**Your instructions:**
Count the lines in the entries below that contain the string "water", treating uppercase and lowercase as different. Reply with the number only.

**Listing:**
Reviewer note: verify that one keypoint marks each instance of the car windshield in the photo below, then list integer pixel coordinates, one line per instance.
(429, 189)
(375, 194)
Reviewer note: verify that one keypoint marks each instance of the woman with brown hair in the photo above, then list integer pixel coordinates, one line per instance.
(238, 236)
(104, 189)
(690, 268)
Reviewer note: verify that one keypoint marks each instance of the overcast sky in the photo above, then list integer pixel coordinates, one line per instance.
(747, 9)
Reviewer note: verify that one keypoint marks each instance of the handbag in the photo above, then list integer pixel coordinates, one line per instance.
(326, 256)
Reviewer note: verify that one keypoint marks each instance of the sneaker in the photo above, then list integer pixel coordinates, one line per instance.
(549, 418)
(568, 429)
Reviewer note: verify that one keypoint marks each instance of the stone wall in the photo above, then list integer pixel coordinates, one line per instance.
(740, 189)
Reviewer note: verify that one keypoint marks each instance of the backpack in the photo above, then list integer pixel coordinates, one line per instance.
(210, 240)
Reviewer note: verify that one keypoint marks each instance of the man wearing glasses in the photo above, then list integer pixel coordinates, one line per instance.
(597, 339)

* * *

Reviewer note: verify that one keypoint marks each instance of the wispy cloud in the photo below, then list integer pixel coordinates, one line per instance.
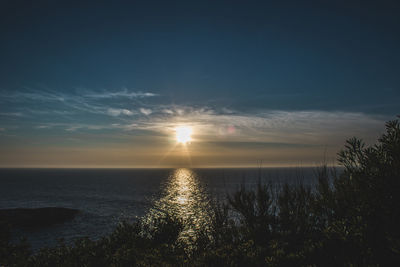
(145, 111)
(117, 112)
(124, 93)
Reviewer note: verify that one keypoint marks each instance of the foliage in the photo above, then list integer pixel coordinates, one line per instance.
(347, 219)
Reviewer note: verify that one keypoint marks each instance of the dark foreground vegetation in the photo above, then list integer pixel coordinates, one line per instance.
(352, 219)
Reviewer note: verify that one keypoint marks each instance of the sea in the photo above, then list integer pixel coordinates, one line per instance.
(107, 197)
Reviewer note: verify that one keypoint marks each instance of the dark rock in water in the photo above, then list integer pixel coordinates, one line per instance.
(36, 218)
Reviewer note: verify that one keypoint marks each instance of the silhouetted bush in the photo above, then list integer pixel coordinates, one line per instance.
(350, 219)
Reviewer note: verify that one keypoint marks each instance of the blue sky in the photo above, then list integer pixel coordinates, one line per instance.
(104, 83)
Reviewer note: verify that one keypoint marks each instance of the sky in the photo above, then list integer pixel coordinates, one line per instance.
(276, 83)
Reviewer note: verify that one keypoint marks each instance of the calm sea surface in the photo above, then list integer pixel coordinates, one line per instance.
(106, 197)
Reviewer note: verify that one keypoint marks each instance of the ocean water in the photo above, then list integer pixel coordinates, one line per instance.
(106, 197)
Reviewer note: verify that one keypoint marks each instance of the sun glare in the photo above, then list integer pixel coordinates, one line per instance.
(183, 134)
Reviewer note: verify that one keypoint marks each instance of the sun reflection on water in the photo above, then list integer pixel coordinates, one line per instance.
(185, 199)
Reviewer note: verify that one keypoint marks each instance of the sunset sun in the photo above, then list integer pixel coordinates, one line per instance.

**The result:**
3